**Task to carry out:**
Leave out the images; return the rest of the data exactly.

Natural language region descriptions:
- Opening Delimiter -
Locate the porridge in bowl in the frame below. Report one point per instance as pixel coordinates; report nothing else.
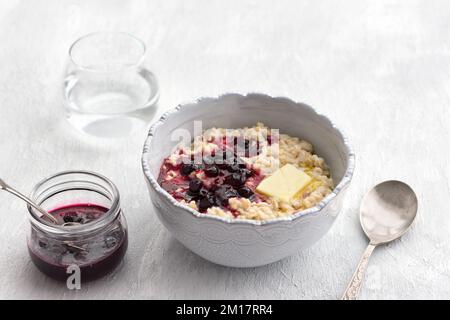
(251, 173)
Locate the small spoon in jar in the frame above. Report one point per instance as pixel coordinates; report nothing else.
(387, 211)
(45, 214)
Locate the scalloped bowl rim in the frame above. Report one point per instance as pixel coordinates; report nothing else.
(345, 181)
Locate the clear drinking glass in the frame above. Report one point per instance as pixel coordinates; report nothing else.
(108, 90)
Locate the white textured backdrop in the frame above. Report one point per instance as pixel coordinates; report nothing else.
(380, 69)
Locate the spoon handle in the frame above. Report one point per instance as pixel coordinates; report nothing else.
(6, 187)
(352, 291)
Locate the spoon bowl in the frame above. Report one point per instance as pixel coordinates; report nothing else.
(387, 211)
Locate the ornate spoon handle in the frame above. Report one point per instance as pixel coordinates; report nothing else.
(6, 187)
(352, 291)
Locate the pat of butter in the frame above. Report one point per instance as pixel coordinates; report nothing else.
(285, 183)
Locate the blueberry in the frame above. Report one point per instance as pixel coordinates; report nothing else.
(211, 171)
(203, 192)
(186, 169)
(195, 185)
(245, 192)
(110, 242)
(247, 173)
(236, 179)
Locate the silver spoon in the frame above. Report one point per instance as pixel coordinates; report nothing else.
(45, 214)
(386, 213)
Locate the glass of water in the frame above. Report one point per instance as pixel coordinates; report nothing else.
(107, 88)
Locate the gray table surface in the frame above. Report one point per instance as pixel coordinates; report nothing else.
(380, 69)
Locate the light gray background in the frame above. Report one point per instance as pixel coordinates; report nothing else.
(378, 68)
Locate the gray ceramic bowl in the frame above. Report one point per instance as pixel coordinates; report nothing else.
(247, 243)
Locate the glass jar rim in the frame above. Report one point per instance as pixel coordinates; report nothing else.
(105, 33)
(105, 220)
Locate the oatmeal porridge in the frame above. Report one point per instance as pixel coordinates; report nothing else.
(249, 173)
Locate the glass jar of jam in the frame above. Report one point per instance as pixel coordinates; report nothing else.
(92, 230)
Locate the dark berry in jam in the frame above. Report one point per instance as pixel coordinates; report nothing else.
(234, 168)
(211, 171)
(235, 179)
(247, 172)
(195, 185)
(205, 203)
(186, 169)
(245, 192)
(95, 255)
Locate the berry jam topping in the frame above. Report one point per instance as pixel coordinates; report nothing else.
(220, 176)
(211, 171)
(195, 185)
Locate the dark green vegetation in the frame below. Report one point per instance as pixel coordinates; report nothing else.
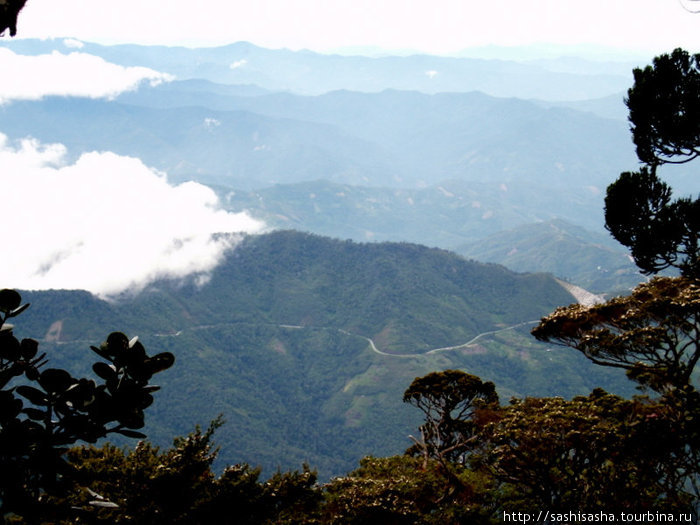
(45, 410)
(591, 260)
(335, 146)
(277, 342)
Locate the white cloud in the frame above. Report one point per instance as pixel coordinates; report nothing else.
(106, 223)
(75, 74)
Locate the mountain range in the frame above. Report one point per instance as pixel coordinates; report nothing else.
(305, 342)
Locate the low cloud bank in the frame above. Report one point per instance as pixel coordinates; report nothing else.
(75, 74)
(106, 223)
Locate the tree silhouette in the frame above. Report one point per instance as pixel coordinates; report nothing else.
(45, 410)
(9, 9)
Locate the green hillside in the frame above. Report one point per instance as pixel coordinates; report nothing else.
(305, 344)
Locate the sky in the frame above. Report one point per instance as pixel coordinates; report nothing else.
(432, 26)
(108, 223)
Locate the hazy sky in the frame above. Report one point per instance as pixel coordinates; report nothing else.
(106, 222)
(435, 26)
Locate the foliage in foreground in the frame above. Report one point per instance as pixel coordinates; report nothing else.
(43, 411)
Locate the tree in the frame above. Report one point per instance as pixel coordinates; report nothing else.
(45, 410)
(653, 334)
(664, 110)
(449, 400)
(9, 9)
(177, 486)
(405, 490)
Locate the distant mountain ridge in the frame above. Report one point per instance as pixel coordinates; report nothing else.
(313, 73)
(592, 260)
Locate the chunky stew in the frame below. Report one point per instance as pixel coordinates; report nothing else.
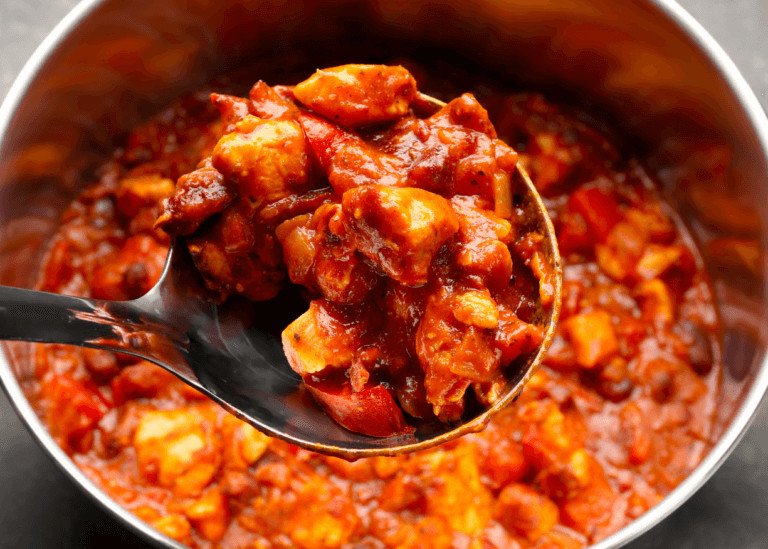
- Closing Delimiter -
**Completed task:**
Locate the porridge in bowl in the frame below. Report one point per instance as pixel coordinates; report nothing else.
(251, 173)
Locate the small spoon in jar in the frame above. Report one point per instance as pixel coordinates; report nothing else.
(387, 211)
(45, 214)
Locate the scalloped bowl rim in the frame above. Report one point per instance as pixel coordinates; report nothing else.
(345, 181)
Locate the clear drinking glass in the frame above. Report one point per instance as pixel coordinates; report nothing else.
(108, 90)
Locate the white textured backdrop in the frame above. Report one point per instance as pixel coordinates; report nothing else.
(380, 69)
Locate the spoon handle in the frame above. Report one point per instance as pixel coordinates; report nothing else.
(6, 187)
(352, 291)
Locate the spoon bowl in the frame above. Report one point per instance as pixel coordinates; report nothing else.
(387, 211)
Locate the ornate spoon handle in the frame above. Report one point per instance as pixel coordinates; report nothing else.
(6, 187)
(352, 291)
Locate the pat of butter in the frame above. Report one point per instance as pixel coordinates; report nothing else.
(285, 183)
Locate the blueberry in the frame above. Report one point per instance as pixel coordinates; report nothing else.
(211, 171)
(203, 192)
(186, 169)
(195, 185)
(245, 192)
(110, 242)
(247, 173)
(236, 179)
Locate the silver spoon in the frame above. Report one point per instance as pixel coordinates; report nothing else.
(45, 214)
(386, 213)
Locate the glass of water in the frame above. Report one point per instance as pixel coordinates; report nothing else.
(107, 88)
Locate the gray table surface in the frame above. Report one point per instance as pixel coordinates; report nothing else.
(380, 69)
Locate the light gray background in the frame above. Report one point per instance as pixel coordinates; report nothing else.
(378, 68)
Locate the gray ceramic bowl in the frame above. Report one point per instance as pixel coordinates; report nothing else.
(247, 243)
Locate the glass jar rim in the frame above. Report one point per instance as pixel coordinates; report nothing else.
(105, 33)
(105, 220)
Locate the oatmeal porridge in the frame above. Report one point per instance as pixel coordinates; report nothing else.
(249, 173)
Locate the glass jar of jam in the frame above. Report one point per instance as pixel coordinates; report nothing else.
(92, 230)
Locate the dark berry in jam in the frame above. Report one point per instance as pixel coordinates; report nothing else.
(234, 168)
(211, 171)
(235, 179)
(247, 172)
(195, 185)
(205, 203)
(186, 169)
(245, 192)
(95, 255)
Locate the berry jam topping in the frame above. Report one point per instance as pixel coordinates; report nothing else.
(220, 176)
(211, 171)
(195, 185)
Locate the dark green vegetation in the frame below. Report one point per instance as pixel coordinates; report nothing else.
(45, 410)
(591, 260)
(335, 146)
(277, 342)
Locate the white cloud in the frame above. Report one point per instance as pixel coordinates; report nothing else.
(106, 223)
(75, 74)
Locate the mountain range in the frame above. Report one point per instance as pixel coordinates; report nothing else.
(305, 342)
Locate the low cloud bank in the frame above. Report one point per instance as pixel coordinates; report nothing else.
(75, 74)
(106, 223)
Locate the tree silhouette in the frame above. Report one point per instance as pixel coordinates; report nothing else.
(45, 410)
(9, 9)
Locate the green hillside in the frame above. Report one point per instance as pixel coordinates; report nothing else.
(305, 344)
Locate the sky in the frame above. Report one point per instance as pixel coordinates; report nothing else.
(432, 26)
(108, 223)
Locate the hazy sky in the frame above. Report one point per instance as pixel coordinates; report nothing else.
(106, 222)
(435, 26)
Locate the foliage in foreground in the frame above. Report one point per instance as pixel coordinates; report nothing else.
(43, 411)
Locate the tree in the frame above. Report one point per instance as pixel coordinates; report nothing else.
(45, 410)
(653, 334)
(664, 110)
(449, 400)
(9, 9)
(177, 486)
(405, 490)
Locate the distant mountain ridge in the frame above. Report one point per instance as pixel coordinates; report nothing else.
(313, 73)
(592, 260)
Locate the chunky stew in the frame below. Report one point per instance as pixel coordinates; report nothing else.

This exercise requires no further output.